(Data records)
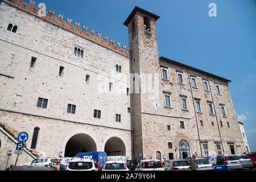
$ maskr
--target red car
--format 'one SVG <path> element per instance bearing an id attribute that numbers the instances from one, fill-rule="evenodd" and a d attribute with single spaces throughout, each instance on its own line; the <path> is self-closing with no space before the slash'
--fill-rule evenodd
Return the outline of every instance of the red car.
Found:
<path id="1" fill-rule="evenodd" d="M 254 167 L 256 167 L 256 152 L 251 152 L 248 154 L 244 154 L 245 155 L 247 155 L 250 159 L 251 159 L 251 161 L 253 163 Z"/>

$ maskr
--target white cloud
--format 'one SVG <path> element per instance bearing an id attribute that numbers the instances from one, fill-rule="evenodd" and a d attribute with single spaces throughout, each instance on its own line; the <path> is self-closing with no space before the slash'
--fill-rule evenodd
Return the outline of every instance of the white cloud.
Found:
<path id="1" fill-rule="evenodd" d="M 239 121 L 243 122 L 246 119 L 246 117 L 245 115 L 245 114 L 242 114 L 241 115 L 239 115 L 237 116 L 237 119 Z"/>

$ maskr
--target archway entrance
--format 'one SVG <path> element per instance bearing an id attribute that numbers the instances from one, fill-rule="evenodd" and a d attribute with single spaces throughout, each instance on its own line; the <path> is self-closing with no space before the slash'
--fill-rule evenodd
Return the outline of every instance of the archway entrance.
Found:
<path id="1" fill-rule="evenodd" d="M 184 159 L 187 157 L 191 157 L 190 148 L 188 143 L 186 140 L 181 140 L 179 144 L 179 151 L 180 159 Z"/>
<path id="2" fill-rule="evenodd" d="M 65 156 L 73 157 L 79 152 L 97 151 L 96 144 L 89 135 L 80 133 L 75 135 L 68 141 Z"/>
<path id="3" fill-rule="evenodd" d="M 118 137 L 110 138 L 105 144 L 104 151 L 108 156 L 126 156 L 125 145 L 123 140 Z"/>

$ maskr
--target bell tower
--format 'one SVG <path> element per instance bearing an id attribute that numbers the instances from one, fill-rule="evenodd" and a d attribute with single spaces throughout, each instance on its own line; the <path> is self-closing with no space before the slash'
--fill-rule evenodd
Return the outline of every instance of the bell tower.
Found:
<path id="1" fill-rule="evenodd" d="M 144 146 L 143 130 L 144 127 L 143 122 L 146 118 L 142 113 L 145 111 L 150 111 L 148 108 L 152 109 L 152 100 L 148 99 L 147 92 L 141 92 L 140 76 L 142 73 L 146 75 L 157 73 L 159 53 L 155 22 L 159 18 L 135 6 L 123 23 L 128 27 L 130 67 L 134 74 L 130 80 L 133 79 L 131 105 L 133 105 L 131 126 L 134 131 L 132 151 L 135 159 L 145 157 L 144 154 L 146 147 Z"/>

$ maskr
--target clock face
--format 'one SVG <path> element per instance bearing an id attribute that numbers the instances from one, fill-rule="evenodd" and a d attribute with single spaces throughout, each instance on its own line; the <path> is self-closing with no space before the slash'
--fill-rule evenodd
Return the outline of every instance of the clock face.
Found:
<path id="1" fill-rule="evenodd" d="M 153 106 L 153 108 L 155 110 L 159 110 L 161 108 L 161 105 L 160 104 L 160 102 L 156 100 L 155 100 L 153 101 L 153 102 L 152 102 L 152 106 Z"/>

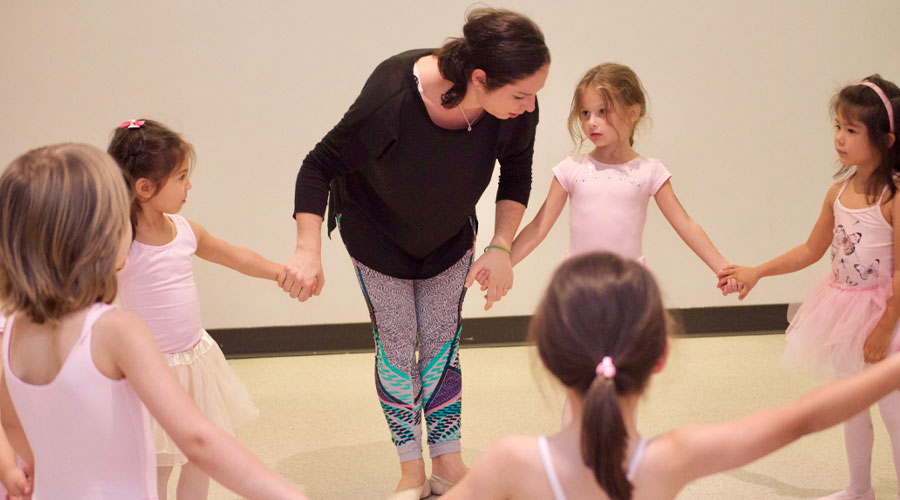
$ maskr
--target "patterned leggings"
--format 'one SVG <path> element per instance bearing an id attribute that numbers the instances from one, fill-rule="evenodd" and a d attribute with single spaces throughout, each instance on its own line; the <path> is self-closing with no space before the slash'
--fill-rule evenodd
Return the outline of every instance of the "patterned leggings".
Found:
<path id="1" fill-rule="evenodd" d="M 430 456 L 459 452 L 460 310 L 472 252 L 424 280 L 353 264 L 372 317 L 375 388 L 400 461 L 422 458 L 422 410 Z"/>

What the task asks :: Copy the data records above line for line, exactly as they appear. Leave out the pictures.

Output of the task ::
$ maskr
--target red car
--format 'one SVG <path> element per instance bearing an id attribute that numbers the instances from one, fill-rule="evenodd" and a d attribute with single spaces throughout, each instance on its own line; the <path> is self-closing with no space before the slash'
--fill-rule evenodd
Return the outline of every instance of the red car.
Found:
<path id="1" fill-rule="evenodd" d="M 254 167 L 256 167 L 256 152 L 251 152 L 248 154 L 244 154 L 245 155 L 247 155 L 250 159 L 251 159 L 251 161 L 253 163 Z"/>

$ maskr
--target white cloud
--format 'one SVG <path> element per instance bearing an id attribute that numbers the instances from one, fill-rule="evenodd" and a d attribute with single spaces throughout, each instance on its own line; the <path> is self-closing with no space before the slash'
--fill-rule evenodd
Return the outline of every instance of the white cloud.
Found:
<path id="1" fill-rule="evenodd" d="M 239 121 L 243 122 L 246 119 L 246 117 L 245 115 L 245 114 L 242 114 L 241 115 L 239 115 L 237 116 L 237 119 Z"/>

$ maskr
--target archway entrance
--format 'one SVG <path> element per instance bearing an id attribute that numbers the instances from one, fill-rule="evenodd" and a d attribute with single spaces throughout, each instance on its own line; the <path> is self-closing with no space before the slash'
--fill-rule evenodd
Return the outline of every instance of the archway entrance.
Found:
<path id="1" fill-rule="evenodd" d="M 184 159 L 187 157 L 191 157 L 190 148 L 188 143 L 186 140 L 181 140 L 179 144 L 179 151 L 180 159 Z"/>
<path id="2" fill-rule="evenodd" d="M 65 156 L 73 157 L 79 152 L 97 151 L 96 144 L 89 135 L 80 133 L 75 135 L 68 141 Z"/>
<path id="3" fill-rule="evenodd" d="M 118 137 L 110 138 L 105 144 L 104 151 L 108 156 L 126 156 L 125 145 L 123 140 Z"/>

$ maskr
--target bell tower
--format 'one SVG <path> element per instance bearing an id attribute that numbers the instances from one, fill-rule="evenodd" and a d attribute with single spaces throughout, each instance on its own line; the <path> is self-closing with no space before the slash'
--fill-rule evenodd
Return the outline of every instance of the bell tower.
Found:
<path id="1" fill-rule="evenodd" d="M 144 146 L 143 130 L 144 127 L 143 122 L 146 118 L 142 113 L 145 111 L 150 111 L 148 108 L 152 109 L 152 100 L 148 99 L 147 92 L 141 92 L 140 76 L 142 73 L 146 75 L 157 73 L 159 53 L 155 22 L 159 18 L 135 6 L 123 23 L 128 27 L 130 67 L 134 74 L 130 80 L 133 79 L 131 105 L 133 105 L 131 126 L 134 131 L 132 151 L 135 159 L 145 157 L 144 154 L 146 147 Z"/>

$ maskr
--target clock face
--format 'one SVG <path> element per instance bearing an id attribute that numbers the instances from one, fill-rule="evenodd" and a d attribute with single spaces throughout, each instance on its own line; the <path> is self-closing with no space before the slash'
--fill-rule evenodd
Return the outline of every instance of the clock face.
Found:
<path id="1" fill-rule="evenodd" d="M 153 106 L 153 108 L 155 110 L 159 110 L 161 108 L 161 105 L 160 104 L 160 102 L 156 100 L 155 100 L 153 101 L 153 102 L 152 102 L 152 106 Z"/>

$ maskr
--target "patterned leggings"
--format 'one SVG <path> element per instance bearing an id attribute that numbers the instances from one, fill-rule="evenodd" and a d attribute with single spaces throughout, each instance on its own line; the <path> is self-closing with no space before the slash'
--fill-rule evenodd
Return the outline of every instance of the "patterned leggings".
Found:
<path id="1" fill-rule="evenodd" d="M 430 456 L 459 452 L 460 310 L 472 252 L 424 280 L 353 264 L 372 317 L 375 388 L 400 461 L 422 458 L 422 410 Z"/>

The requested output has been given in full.